[Saved entries]
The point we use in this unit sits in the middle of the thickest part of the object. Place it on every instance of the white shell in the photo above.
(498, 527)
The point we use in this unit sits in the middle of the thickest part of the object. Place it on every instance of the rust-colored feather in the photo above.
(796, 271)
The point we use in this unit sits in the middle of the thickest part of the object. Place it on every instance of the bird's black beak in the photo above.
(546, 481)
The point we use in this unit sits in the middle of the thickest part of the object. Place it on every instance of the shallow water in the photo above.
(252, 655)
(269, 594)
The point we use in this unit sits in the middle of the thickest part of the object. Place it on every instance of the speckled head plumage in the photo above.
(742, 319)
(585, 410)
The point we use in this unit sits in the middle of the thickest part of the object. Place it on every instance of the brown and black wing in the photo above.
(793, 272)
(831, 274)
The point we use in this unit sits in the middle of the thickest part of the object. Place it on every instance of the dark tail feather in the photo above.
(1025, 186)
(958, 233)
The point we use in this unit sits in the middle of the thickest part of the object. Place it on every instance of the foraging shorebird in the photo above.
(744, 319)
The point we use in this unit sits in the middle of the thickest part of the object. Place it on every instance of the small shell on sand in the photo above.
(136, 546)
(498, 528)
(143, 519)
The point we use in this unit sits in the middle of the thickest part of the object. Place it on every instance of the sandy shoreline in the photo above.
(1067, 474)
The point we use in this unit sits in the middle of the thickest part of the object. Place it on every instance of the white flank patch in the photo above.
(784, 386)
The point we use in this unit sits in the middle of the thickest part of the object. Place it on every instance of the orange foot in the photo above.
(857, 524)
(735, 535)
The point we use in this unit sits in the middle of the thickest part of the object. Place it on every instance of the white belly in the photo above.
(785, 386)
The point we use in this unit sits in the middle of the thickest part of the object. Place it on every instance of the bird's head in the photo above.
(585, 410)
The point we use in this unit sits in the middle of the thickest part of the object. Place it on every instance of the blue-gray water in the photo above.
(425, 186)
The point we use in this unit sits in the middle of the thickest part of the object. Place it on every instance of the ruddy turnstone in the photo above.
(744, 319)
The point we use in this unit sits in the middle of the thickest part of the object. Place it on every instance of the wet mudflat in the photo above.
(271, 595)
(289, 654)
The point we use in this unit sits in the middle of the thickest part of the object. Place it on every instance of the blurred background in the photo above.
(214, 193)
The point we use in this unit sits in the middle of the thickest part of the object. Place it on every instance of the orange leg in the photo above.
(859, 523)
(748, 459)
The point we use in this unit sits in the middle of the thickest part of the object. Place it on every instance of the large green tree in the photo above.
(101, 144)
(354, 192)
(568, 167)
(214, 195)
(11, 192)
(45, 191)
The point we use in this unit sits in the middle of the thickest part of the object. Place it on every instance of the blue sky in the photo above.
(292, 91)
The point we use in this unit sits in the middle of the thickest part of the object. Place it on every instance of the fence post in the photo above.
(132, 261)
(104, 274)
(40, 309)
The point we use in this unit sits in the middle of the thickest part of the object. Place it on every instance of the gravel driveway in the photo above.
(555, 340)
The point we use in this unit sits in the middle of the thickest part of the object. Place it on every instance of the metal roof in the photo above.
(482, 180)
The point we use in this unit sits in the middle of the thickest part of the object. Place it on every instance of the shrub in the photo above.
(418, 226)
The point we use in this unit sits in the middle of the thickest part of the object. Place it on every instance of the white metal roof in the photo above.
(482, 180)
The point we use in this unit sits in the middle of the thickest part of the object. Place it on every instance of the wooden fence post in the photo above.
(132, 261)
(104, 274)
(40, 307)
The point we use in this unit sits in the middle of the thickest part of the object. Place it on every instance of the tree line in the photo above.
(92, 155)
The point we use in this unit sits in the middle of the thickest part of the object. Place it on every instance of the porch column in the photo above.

◆ What you have to do
Print the entire listing above once more, reproducing each line verbatim and in its original order.

◆ Exercise answer
The point we use in this unit sits in the middle of the thickest part of the object. Place it on every instance of the white shell in the photo above.
(498, 527)
The point we use in this unit sits in the middle of the thickest part of the object. Place it on every instance of the rust-colored feather in the photo above.
(796, 271)
The point we use in this unit sits in the middle of the thickest part of the object. Place it on every instance of the bird's black beak in the photo above.
(546, 481)
The point we use in this unit sits in the middle of the thickest part of the object. Place it on every instance of the shallow water in the photo above.
(252, 655)
(269, 594)
The point we use in this unit sits in the middle of the thickest part of the object. Place it on every instance of the speckled head plumage in the photo above.
(742, 319)
(585, 410)
The point we use in this unit sits in the middle of the thickest part of the object. Place it on every instance of the brown and black wing in the photo above.
(793, 272)
(831, 274)
The point we use in this unit sits in the middle of the thickest part of the object. Place it on every instance of the dark tail feather in the photo above.
(1025, 186)
(958, 233)
The point we use in this unit sits in the middle of the thickest part of the object. Place it on every instance of the foraging shorebird in the photo above.
(744, 319)
The point we use in this unit sits in the middle of the thickest part of the object. Place it on every instance of the small shell on sand in the photo above.
(136, 546)
(498, 528)
(143, 519)
The point we use in this unit sits in the middle of the thickest part of the object. Place it on every instance of the sandy shoreline in the photo above.
(1067, 474)
The point we use in this unit sits in the middle of the thickest part of the object. Place it on every instance of the white flank patch in the photo above.
(784, 386)
The point we use in this unit sits in the middle of the thickest part of the object. Place it on every instance of the orange foot in the photo above.
(857, 524)
(735, 535)
The point we use in this unit sits in the middle of the thickest part of the object. Place it on every instance of the white belly in the photo above.
(785, 386)
The point we use in this unit sits in the middle of the thickest part of the object. Place it on every instance of the bird's head in the photo above.
(585, 410)
The point we use in this unit sits in the middle of the thickest part of the object. Place it on every instance of the blue-gray water in the photo above.
(425, 186)
The point we use in this unit sits in the middle of the thickest part of the object. Place it on every instance of the ruddy turnstone in the photo above.
(744, 319)
The point we use in this unit sits in the middle of the thickest part of the object. Place it on every instance of the wet mudflat in the photo above.
(271, 595)
(289, 654)
The point we use in this unit sits in the middle of the thickest part of the object. Place it on every instance of the blurred background in the photo above.
(214, 193)
The point we use in this unit sits in the middle of the thickest part of the object. Place it on every instance of the orange leg in the photo above.
(859, 523)
(748, 459)
The point we use in this unit sits in the middle of the thickest part of the object. Place it on every instance of the large green tree in the photo above.
(101, 144)
(354, 192)
(568, 167)
(214, 195)
(11, 192)
(45, 191)
The point we use in this unit sits in the middle of the thickest part of the object. Place it on every instance of the blue sky in the photo above.
(292, 91)
The point we use in this unit sits in the middle of the thickest part of the object. Place it on every instance of the fence post in the photo above.
(132, 261)
(104, 274)
(40, 309)
The point we use in this unit sits in the middle of the thickest part of the object. Place it on every instance of the gravel driveway in the photo above.
(555, 340)
The point we use in this unit sits in the middle of the thickest part of the object. Place it on every instance of the metal roof in the photo above.
(482, 180)
The point we use in this unit sits in the middle of the thickest part of the object. Place it on every instance of the shrub in the photo above.
(418, 226)
The point we use in this unit sits in the middle of the thickest part of the object. Place it on every instance of the white metal roof in the photo above.
(482, 180)
The point we use in this unit sits in the middle of the thickest part of the object. Place it on every instance of the wooden fence post in the photo above.
(132, 261)
(104, 274)
(40, 307)
The point we use in this unit sits in the middle of the thickest part of the object. Place it on every instance of the tree line in the photo above.
(92, 155)
The point we use in this unit sits in the middle of the thickest part of the object. Place it on every instance of the porch column in the photo above.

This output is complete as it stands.